[START OF Records shown]

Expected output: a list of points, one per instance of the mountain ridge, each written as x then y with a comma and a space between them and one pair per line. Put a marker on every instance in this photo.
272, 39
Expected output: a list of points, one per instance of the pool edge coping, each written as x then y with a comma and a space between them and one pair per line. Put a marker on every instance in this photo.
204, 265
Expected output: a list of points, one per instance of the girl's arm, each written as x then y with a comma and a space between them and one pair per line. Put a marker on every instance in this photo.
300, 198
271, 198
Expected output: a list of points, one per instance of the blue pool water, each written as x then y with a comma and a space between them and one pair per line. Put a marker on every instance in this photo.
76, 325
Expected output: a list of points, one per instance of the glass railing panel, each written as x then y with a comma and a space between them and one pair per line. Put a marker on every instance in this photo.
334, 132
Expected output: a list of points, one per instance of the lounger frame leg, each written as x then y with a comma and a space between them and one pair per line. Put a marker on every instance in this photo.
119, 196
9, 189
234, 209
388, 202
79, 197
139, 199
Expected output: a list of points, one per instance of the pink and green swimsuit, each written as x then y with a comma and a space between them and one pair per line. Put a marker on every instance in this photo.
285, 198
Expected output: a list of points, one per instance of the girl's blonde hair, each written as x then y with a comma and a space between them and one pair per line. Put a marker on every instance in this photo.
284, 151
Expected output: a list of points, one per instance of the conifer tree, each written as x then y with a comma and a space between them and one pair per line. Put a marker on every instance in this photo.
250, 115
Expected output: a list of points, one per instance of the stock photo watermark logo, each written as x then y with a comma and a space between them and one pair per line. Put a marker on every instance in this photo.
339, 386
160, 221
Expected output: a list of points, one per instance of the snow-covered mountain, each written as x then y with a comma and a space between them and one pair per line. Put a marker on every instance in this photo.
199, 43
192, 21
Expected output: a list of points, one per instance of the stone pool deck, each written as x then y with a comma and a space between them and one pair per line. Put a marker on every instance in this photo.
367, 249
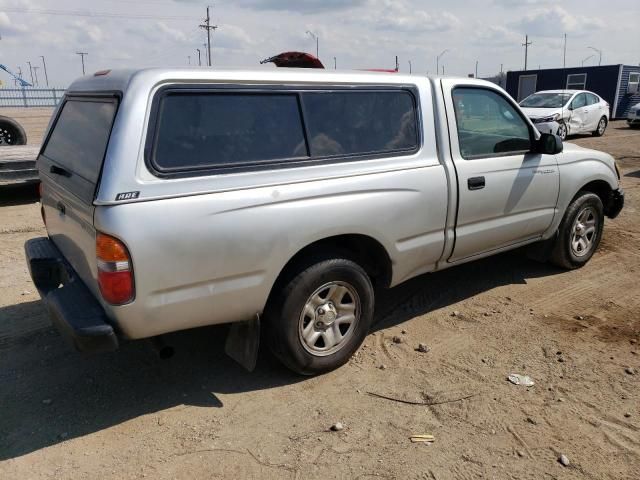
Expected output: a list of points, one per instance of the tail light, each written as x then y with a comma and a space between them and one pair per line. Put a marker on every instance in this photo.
115, 272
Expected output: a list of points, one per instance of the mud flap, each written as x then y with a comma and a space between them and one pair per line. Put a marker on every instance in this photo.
243, 341
541, 251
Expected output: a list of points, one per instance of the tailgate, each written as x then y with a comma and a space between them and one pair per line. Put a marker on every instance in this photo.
69, 166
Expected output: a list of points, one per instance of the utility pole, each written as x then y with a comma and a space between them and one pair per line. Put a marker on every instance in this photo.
438, 61
315, 37
30, 72
599, 53
585, 59
35, 73
208, 27
46, 77
82, 54
526, 49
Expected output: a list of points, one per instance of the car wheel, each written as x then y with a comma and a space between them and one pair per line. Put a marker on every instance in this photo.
602, 126
580, 231
11, 133
562, 131
321, 316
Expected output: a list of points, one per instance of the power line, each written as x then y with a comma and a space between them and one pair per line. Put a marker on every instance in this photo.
208, 27
46, 77
86, 13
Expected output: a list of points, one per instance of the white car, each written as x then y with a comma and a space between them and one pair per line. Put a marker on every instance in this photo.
567, 112
633, 118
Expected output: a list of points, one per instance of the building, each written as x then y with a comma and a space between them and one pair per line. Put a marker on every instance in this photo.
617, 84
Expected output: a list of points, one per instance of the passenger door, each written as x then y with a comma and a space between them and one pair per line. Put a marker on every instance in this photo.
507, 195
596, 109
579, 114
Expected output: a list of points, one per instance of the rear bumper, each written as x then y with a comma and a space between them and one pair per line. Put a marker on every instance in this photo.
616, 202
73, 309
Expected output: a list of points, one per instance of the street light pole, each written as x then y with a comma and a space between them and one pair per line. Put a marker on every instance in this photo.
315, 37
30, 72
599, 54
438, 61
82, 54
46, 77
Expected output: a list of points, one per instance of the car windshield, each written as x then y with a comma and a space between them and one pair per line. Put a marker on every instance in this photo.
546, 100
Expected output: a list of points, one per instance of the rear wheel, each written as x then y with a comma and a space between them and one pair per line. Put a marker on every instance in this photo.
580, 231
11, 133
320, 316
602, 126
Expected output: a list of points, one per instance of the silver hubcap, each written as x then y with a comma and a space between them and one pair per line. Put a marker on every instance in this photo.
584, 231
329, 318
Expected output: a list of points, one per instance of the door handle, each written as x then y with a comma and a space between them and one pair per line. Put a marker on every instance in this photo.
59, 171
475, 183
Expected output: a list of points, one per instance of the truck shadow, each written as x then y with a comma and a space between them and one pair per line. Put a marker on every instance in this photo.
51, 394
18, 194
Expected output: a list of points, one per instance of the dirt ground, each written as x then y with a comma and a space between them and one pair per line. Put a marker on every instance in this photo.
199, 415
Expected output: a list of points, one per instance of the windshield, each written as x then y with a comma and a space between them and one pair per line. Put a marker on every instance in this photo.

[END OF Records shown]

(Exercise brief):
Without the pictures, extract every entry verbatim.

(Expected answer):
Expected output: a list of points, one per instance of the mountain ridge, each written as x then y with a comma and a space between them and one pair per line. Put a marker on every instance in this photo.
272, 39
Expected output: a list of points, one per instance of the pool edge coping, each written as x then y with a comma and a space between them and one pair per line. Put a marker on every instance in this photo.
204, 265
Expected output: a list of points, one per instance of the girl's arm, each written as x then y with a comma and a space between them and one pair per line. Put a marker on every instance in this photo.
300, 198
271, 198
Expected output: a list of points, one per instance of the blue pool water, each written as x then y with a comma and a space between them and one pair per line. Put a marker on every instance in this photo.
76, 325
Expected output: a list of points, one per instance of the glass railing panel, each written as x then y with a comma and a space between them and one pair per line. Put a marker on every instance in this photo.
334, 132
Expected output: a list of points, one per instance of the lounger frame leg, each written as x then y with a comma and a space between them and one pair per line. Put a marker on every instance in this photo.
119, 196
9, 189
234, 209
388, 202
79, 197
139, 199
Expected output: a list of points, one per instance of the pink and green swimsuit, each written as x then y with a comma and a space between them and one pair per line. Put a marker on every instance in this photo.
285, 198
Expected output: a list of points, one per instance of the girl's blonde hair, each written as x then y with a comma and a space between them and one pair per line. Put a marker on every instance in this photo.
284, 151
Expected output: a list of points, one per instance of the conifer tree, each written as x then y with a comma and a space between them and one pair per line. Put a marker on every instance in this photo.
250, 115
Expected output: a list of points, one per instance of the stock photo watermark logo, each written as x then y with a comma and a space between them and one pair per line. Put a marker on every instance in this photo.
339, 386
160, 221
Expected output: a list of points, one per instance of the snow-covered mountain, each written as x then y with a comma and a space between them and one pair per line. Put a marker on every instance in this photo.
199, 43
192, 21
Expected output: a list of points, one per instance of the stone pool deck, each written as x then y with a comma and a space between them and one pair per line. Put a marker on every instance in this photo.
367, 249
Expected output: a list of points, one per instance of the tail light, each written as x then y with a comma and a space between them and one pair per line. Put a marker on every instance in this photo.
115, 272
Expected output: a list of points, one per instance of the mud flap, each written as x then y with a comma and a space between them and one pair per line. Put a marker on every instance in this photo.
243, 341
541, 251
Expected output: a list of points, one per instance of the tailgate, each written as x then y with a comma and a space between them and one pair per line. Put a marker on every instance in this photo.
69, 166
Expected output: a list of points, one per instance of the utility pole, each written as x then y with a comma and a space between them and one pair per line. Put a marker on every instance in this photo.
438, 61
315, 37
30, 72
599, 53
585, 59
35, 73
208, 27
46, 77
82, 54
526, 49
Expected output: a list of points, one per instance of the car wheel, each written as x then y with a comma and a space between them and one pair per line. Put a marker on every instance in this photo.
602, 126
580, 231
11, 133
562, 131
321, 316
Expected output: a list of points, one per instance of the power line, each written as x then y with a comma and a space between them and one pair per line. Put a marker on every instance in this photo.
208, 27
46, 77
86, 13
Expected output: a list of points, one per instance of the white car, each written as x then y with a comma and a space between them and one pair per line. Put a marker on every instance in this photo.
567, 112
633, 118
Expected output: a list of points, one per instance of the building, each written as x then y with a comma and a space between them and one pair per line. Put a marker on every instance in this photo.
617, 84
Expected output: a list of points, one per instance of the passenger door, each written as x then y with a comma and a space between them and one pair per line. Put a marker on every instance in this photo.
507, 195
596, 109
579, 114
Expected output: a list of points, one per instance of the rear bumper, each written as x then y with a comma and a space between them and one pair per line. Put a marker on every instance in this photo.
616, 202
73, 309
Expected output: a list of points, one per instance of the street light pole, each written as x then y with a comma and a space between them and one pair per line. Put a marker on every instance in this photo.
315, 37
30, 72
599, 54
438, 61
82, 54
46, 77
Expected output: a list of points, one per instance of the car windshield, each written as x then y with a comma and a space between them and one pair per line. Put a marker on every instance in this photo.
546, 100
Expected output: a list of points, one per instance of the rear wheel, each written as x then y with a comma and a space between them and one pair per line. Put a marker on every instance in this photo.
580, 231
11, 133
320, 316
602, 126
Expected output: a list of points, one per instance of the silver hubcap, each written as x then y with a comma and a space between them and one pair per line. Put a marker on every instance in this photo.
584, 231
329, 318
Expected output: a list of points, one per instance of the door handle, each written as x then y with a comma and a space between them and one pair per line. Put a marker on every instance in this photo.
59, 171
475, 183
Expected output: a list of points, one per instance of the truck shadow, each written as x then y with a comma and a space between them and one pair per line. Put a marker on every instance in this photo.
51, 394
18, 194
Expected output: a list of points, one per instance of the dirt ground, each written as x then y with a comma and a space between them and one pair per line. Put a marker on every instance in this photo.
199, 415
Expected output: a list of points, one per instance of the windshield, each written as x then y with a comma and a space between them and one pair per line. Put a marker on every instance in this photo.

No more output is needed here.